**DOCUMENT SEGMENT**
+===+

Fisher v. Ark. Dep't of Human Servs.

....
Throughout the case, the court found that children needed to be separated, yet at no time during the termination hearing was any testimony introduced regarding the likelihood that J.F. and K.F. could be adopted together-or whether it was in their best interest not to be adopted together, as well as their prospects to be adopted together given J.F.'s issues-despite there being
testimony and documentary [evidence] that resuming sibling visits would be beneficial to both children. A complete lack of evidence can never be sufficient evidence of something.... Sibling groups matter, DHS's burden at trial matters.

She asks us to "make good" on our warning in Renfro v. Arkansas Department of Human Services , 2011 Ark. App. 419 at 8 n. 3, 385 S.W.3d 285, 289 n. 3, that "bare minimum" evidence is not sufficient concerning the adoptability prong of best interest.

DHS responds that it does not have to prove the likelihood or probability of adoption. "Rather, there must be evidence presented and the trial court must consider that evidence. That's all. To set the bar higher would unfairly punish children with special needs or developmental disabilities who need permanency-especially if the behavior and development issues are a direct result of the parent's inattention and unfitness-as in this case." DHS cites McDaniel v. Arkansas Department of Human Services , 2013 Ark. App. 263, 2013 WL 1776479, arguing that even if a child is unlikely to be adopted, it can still be in his or her best interests to terminate the parents' rights. "DHS is not required to disprove all possible barriers to adoption, such as behavioral issues, with clear and *176convincing evidence." The circuit court is required only to weigh the evidence of adoptability.

+===+

**SET PROBLEM 1**
In the Fisher opinion, why does DHS say the evidentiary bar on adoptability should not be set higher than presenting evidence and having the trial court consider it?
**SET PROBLEM 2**
Continue the Fisher opinion from its last sentence.
The listing that comes next has no connection to the Fisher opinion.

**SUPPLIED DATA**
+===+

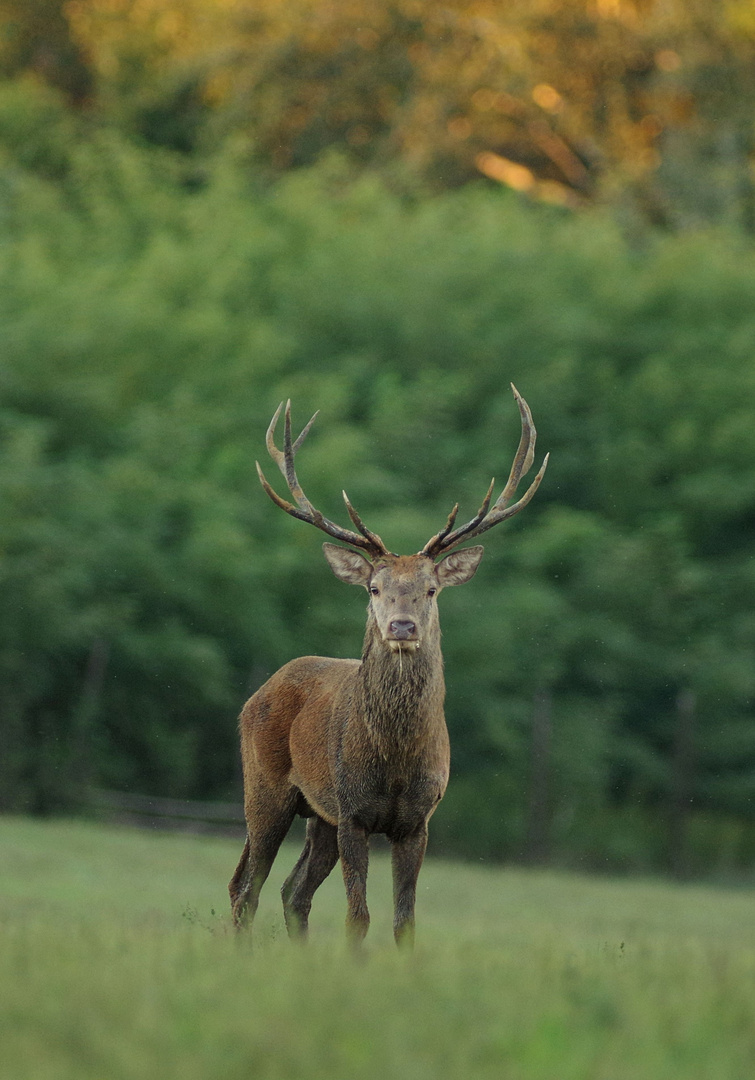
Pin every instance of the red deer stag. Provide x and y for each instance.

+===+

**OUTPUT 1**
DHS argues that a higher bar would unfairly punish children with special needs or developmental disabilities who need permanency. It adds that this is especially so when those behavior and development issues stem directly from the parent's inattention and unfitness, as it says they do in this case.

**OUTPUT 2**
Under Arkansas law, to terminate parental rights, a circuit court must find by clear and convincing evidence that termination is in the best interest of the juvenile, taking into consideration (1) the likelihood that the juvenile will be adopted if the termination petition is granted and (2) the potential harm, specifically addressing the effect on the health and safety of the child, caused by returning the child to the custody of the parent. Ark. Code Ann. § 9-27-341(b)(3)(A)(i)-(ii). While the likelihood of adoption must be considered by the circuit court, that factor is not required to be established by clear and convincing evidence. Hamman v. Ark. Dep't of Human Servs. , 2014 Ark. App. 295, at 9, 435 S.W.3d 495, 501. A caseworker's testimony that a child is adoptable is sufficient to support an adoptability finding. Caldwell v. Ark. Dep't of Human Servs. , 2016 Ark. App. 144, at 5, 484 S.W.3d 719, 722. Adoptability is not an essential element of proof. McDaniel , 2013 Ark. App. 263. The statute does not require any "magic words" or a specific quantum of evidence regarding a child's adoptability but simply provides that the circuit court consider the likelihood that the child will be adopted in making its best-interest determination. Sharks v. Ark. Dep't of Human Servs , 2016 Ark. App. 435, 502 S.W.3d 569 ; see also Renfro , 2011 Ark. App. 419, at 10, 385 S.W.3d at 290 ("neither the statute nor our case law requires any specific quantum of evidence [on adoptability]").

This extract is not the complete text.